The lawsuit ended up in Justice of the Peace Court 8, run by Judge Lisa Woodard.

The two acknowledge they are longtime friends.

"It's not a secret that Judge Woodard and I are friends," Gray said. "I've thrown fundraising parties for Judge Woodard."

Woodard agreed.

"Kelly is my friend, yes she is," she said.

Amid questions about personal conflicts, experts say judges should recuse themselves.

"The first premise is the judge should avoid the appearance of impropriety," said former Judge Joe Spurlock who now teaches law at Texas A&M University.

Gray said even though Woodard was the judge presiding over the case, she was never personally involved.

"She never had anything at all to do with it," Gray said.

"The judge said she handles hundreds of cases a week and never knew her 'good friend' had been sued in her court -- until Gray showed up for a court-ordered mediation.

"I don't know what cases come before me until they're in front of me," Woodard said.

Records reviewed by NBC 5 show the two have exchanged campaign contributions.

Woodard gave $200 to Gray, which Gray reported on her April 2017 campaign disclosure form. The exact date of the contribution was left blank.

Gray later gave two $100 donations to Woodard, including one the very day she was at the courthouse, according to the judge's campaign finance report. It did not specify whether the donation was made in person or by mail. 

"Kelly did not give me a $100 campaign donation and I don't know where you got that from," Woodard said.

Informed the donation was listed on her own report, she continued to claim she did not receive it.

"OK, well, I did not," she said.

Court records show that's the same day – Nov. 30, 2017 – that Gray was in court for mediation with the collections agency. The mediation failed.

Asked about the donation, Gray said she 'probably' gave it.

"I probably mailed her a check. Yes probably," Gray said.

Gray said she contributes to a number of candidates' campaigns.

"I make campaign contributions. That's what I do," she said. "I don't worry about anything. My integrity and my character speak for themselves."

Spurlock, the law professor, said judges should not accept campaign contributions from people involved in an ongoing case.

○ ○ ○ ○

--- Stated exercise 1 ---
In the news excerpt about Judge Woodard, on what date was Gray in court for mediation with the collections agency?
--- Stated exercise 2 ---
Using the news excerpt about Judge Woodard, decide whether each statement agrees with it: (a) Woodard gave Gray a $200 contribution. (b) The mediation with the collections agency succeeded. (c) Spurlock now teaches law at Texas A&M University.
--- Stated exercise 3 ---
Resume the news excerpt about Judge Woodard, writing on from its final sentence.

○ ○ ○ ○

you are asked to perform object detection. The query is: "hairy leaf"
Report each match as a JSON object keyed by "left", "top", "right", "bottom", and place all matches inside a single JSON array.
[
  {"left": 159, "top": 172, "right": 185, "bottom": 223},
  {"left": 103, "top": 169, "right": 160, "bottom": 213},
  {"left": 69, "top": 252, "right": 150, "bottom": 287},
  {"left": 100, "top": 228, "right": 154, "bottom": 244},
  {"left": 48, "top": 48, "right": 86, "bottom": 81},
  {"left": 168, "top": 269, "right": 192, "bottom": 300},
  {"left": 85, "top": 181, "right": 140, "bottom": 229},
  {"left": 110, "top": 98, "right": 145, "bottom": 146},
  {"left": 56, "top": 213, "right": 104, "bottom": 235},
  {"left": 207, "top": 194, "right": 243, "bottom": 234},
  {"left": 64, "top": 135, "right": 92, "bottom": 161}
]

○ ○ ○ ○

--- Result 1 ---
Nov. 30, 2017

--- Result 2 ---
(a) Yes: "Woodard gave $200 to Gray"
(b) No: "The mediation failed."
(c) Yes: "who now teaches law at Texas A&M University"

--- Result 3 ---
"While the case is going on, I'd say absolutely not. That's a slam dunk call," he said.

Now, it's Gray who's running for re-election.

Just last month, Judge Woodard posted on Facebook a cover picture of herself with Gray, and a separate posting of Gray with the hashtag '#teamkelly,' the same phrase used by Kelly and her campaign supporters.

Texas judges are not supposed to endorse candidates, Spurlock said.

"That’s a no-no," he said.

The judge said her Facebook posting was not an endorsement and that she's not endorsing anyone.

Asked what she meant by the words '#teamkelly,' she declined to answer.

Meanwhile, the nearly two-year-old debt collection case is still pending.

It was set for trial in June last year, but an attorney for the collections agency cited a conflict and asked for it to be reset.

It never was -- even though the judge acknowledged a new trial should have been scheduled within 60 days.

"Why that case has not been put back on the docket, I have no idea," she said.

The judge added it had nothing to do with their friendship.

"I have integrity. I would not have done that," Woodard said.

Gray denied she received improper help.

"If I had preferential treatment, I would have been settled by now," she said.

Kelly said she still plans to pay the debt as soon as she can.

"Everyone has things they have to deal with in their lives. I'm no different," she said.

Woodard also blamed her clerks for not rescheduling Gray's trial.